START PROVIDED MATERIAL
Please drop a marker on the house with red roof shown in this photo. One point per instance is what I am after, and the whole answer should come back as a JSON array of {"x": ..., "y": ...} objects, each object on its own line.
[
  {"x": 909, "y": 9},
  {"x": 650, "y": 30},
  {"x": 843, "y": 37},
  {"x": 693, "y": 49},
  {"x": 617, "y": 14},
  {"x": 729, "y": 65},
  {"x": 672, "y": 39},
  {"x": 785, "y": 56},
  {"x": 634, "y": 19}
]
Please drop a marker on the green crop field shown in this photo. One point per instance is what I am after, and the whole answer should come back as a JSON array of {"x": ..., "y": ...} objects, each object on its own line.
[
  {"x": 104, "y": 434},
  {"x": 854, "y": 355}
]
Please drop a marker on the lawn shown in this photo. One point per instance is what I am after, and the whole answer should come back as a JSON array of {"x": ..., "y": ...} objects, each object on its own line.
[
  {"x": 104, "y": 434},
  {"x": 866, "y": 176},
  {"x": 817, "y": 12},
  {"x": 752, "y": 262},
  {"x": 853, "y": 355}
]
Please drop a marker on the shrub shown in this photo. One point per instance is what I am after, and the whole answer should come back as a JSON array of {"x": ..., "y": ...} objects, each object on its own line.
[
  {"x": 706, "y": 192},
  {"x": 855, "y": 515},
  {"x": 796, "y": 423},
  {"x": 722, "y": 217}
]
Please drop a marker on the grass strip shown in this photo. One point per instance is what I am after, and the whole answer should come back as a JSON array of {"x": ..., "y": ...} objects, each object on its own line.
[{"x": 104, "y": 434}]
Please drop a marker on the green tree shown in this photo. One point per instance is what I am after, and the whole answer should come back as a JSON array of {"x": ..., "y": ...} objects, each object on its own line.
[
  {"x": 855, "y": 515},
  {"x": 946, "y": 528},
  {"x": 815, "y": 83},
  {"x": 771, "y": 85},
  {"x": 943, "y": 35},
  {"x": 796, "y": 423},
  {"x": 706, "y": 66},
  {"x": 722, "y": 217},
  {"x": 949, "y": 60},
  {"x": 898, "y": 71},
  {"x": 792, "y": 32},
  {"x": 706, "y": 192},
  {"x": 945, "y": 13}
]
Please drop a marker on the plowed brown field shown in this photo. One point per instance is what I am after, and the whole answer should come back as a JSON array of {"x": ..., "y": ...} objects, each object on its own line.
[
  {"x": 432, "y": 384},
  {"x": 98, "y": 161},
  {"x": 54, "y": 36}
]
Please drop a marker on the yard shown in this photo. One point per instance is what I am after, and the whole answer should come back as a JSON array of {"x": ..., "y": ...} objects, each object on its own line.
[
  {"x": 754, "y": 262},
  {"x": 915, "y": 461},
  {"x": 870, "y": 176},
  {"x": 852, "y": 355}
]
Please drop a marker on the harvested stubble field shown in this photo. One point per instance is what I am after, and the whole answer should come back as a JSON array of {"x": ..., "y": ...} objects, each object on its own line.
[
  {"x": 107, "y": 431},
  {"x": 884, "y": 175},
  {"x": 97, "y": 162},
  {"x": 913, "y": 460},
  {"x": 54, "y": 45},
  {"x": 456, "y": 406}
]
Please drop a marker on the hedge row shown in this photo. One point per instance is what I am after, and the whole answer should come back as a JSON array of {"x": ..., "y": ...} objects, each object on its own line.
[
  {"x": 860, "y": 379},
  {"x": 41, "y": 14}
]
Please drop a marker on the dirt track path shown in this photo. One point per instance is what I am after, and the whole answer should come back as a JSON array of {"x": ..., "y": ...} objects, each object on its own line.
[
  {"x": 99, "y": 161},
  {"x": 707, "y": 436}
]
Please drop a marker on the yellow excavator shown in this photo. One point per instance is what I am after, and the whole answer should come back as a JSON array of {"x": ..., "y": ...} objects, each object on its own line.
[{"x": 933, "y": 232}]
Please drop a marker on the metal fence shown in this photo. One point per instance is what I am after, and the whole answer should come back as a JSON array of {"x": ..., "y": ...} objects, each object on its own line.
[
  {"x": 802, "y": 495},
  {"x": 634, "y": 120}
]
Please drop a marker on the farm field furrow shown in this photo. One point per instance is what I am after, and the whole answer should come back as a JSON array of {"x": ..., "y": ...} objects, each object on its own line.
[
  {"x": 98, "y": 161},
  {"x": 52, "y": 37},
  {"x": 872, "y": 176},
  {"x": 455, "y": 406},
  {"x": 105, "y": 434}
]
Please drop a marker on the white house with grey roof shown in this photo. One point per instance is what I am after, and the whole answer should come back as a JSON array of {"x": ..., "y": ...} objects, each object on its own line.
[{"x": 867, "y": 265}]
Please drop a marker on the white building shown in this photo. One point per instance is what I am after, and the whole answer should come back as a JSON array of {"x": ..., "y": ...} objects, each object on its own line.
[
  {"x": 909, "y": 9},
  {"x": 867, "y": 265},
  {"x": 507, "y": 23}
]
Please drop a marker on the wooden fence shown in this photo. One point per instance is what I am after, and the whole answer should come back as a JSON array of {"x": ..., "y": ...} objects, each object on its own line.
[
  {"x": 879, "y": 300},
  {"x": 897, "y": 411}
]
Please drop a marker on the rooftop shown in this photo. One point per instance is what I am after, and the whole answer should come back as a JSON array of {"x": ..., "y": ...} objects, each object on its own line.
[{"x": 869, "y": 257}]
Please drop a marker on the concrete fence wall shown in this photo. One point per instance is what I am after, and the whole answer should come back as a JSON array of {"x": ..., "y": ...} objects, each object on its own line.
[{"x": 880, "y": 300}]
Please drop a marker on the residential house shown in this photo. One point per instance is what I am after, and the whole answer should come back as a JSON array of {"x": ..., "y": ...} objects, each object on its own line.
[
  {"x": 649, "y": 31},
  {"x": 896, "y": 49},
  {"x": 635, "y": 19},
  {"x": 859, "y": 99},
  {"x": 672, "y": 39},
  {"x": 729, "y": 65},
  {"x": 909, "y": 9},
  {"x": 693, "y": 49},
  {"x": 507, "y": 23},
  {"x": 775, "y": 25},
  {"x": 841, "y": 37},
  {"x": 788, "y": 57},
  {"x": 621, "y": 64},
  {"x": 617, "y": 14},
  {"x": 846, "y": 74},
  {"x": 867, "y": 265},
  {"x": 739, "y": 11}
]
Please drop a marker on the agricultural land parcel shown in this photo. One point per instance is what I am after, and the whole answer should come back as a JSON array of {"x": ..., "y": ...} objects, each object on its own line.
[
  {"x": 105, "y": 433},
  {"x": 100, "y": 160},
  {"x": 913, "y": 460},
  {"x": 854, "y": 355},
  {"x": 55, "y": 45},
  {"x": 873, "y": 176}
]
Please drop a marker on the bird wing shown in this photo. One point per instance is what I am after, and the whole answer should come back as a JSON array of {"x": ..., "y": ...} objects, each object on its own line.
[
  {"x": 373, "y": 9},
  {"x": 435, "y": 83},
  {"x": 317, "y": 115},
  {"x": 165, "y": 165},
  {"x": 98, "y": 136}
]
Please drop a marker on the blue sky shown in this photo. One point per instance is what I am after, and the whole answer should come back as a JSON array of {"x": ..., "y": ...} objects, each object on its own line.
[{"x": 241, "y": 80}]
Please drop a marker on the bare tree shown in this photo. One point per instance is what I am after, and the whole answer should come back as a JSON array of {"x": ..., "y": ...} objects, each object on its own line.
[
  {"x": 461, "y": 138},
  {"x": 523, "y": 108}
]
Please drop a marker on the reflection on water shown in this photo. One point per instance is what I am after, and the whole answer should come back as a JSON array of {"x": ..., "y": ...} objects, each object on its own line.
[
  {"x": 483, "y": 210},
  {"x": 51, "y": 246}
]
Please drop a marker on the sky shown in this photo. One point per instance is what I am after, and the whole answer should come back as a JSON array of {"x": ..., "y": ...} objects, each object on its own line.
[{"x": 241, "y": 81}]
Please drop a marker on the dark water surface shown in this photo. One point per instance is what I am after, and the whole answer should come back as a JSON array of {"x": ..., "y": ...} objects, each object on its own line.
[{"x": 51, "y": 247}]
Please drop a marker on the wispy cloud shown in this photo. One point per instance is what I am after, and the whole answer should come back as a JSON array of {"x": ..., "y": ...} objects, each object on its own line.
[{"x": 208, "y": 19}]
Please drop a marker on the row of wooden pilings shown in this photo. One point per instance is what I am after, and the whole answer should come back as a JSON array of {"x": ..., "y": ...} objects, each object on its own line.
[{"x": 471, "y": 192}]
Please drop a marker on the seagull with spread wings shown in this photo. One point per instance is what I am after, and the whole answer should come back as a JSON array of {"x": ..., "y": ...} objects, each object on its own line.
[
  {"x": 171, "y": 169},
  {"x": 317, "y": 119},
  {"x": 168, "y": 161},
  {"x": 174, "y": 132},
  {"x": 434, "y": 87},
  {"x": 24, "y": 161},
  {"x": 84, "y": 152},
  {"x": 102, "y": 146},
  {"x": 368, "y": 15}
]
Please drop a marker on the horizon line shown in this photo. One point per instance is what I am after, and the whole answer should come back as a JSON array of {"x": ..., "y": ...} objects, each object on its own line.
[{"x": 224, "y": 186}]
END PROVIDED MATERIAL
REQUIRED WORK
Reproduce verbatim only the lines from the one holding "Please drop a marker on the wispy" through the end of the records.

WRITTEN ANSWER
Please drop a marker on the wispy cloud shown in this photo. One point per instance is what I am after, and the whole answer should come back as a JSON array of {"x": ..., "y": ...} objects, each object on its own line.
[{"x": 208, "y": 19}]
Please drop a marker on the row of wooden pilings shown in this photo. One point per instance is what I am after, and the whole answer should come back as a JSON array of {"x": ..., "y": ...} objects, each object on its own line.
[{"x": 471, "y": 192}]
Please drop a marker on the seagull with spread wings shown in this photo. One point per instance is what I am after, and the whole answer should come back as a JSON array of {"x": ..., "y": ...} objects, each object on its own line.
[
  {"x": 171, "y": 169},
  {"x": 317, "y": 119},
  {"x": 168, "y": 161},
  {"x": 174, "y": 132},
  {"x": 434, "y": 87},
  {"x": 24, "y": 161},
  {"x": 84, "y": 152},
  {"x": 102, "y": 146},
  {"x": 368, "y": 15}
]
Please drop a marker on the horizon line shown in this photo. One point per instance is what I am after, and the whole answer should come back as a JSON array of {"x": ..., "y": ...} objects, each object on its own line.
[{"x": 224, "y": 186}]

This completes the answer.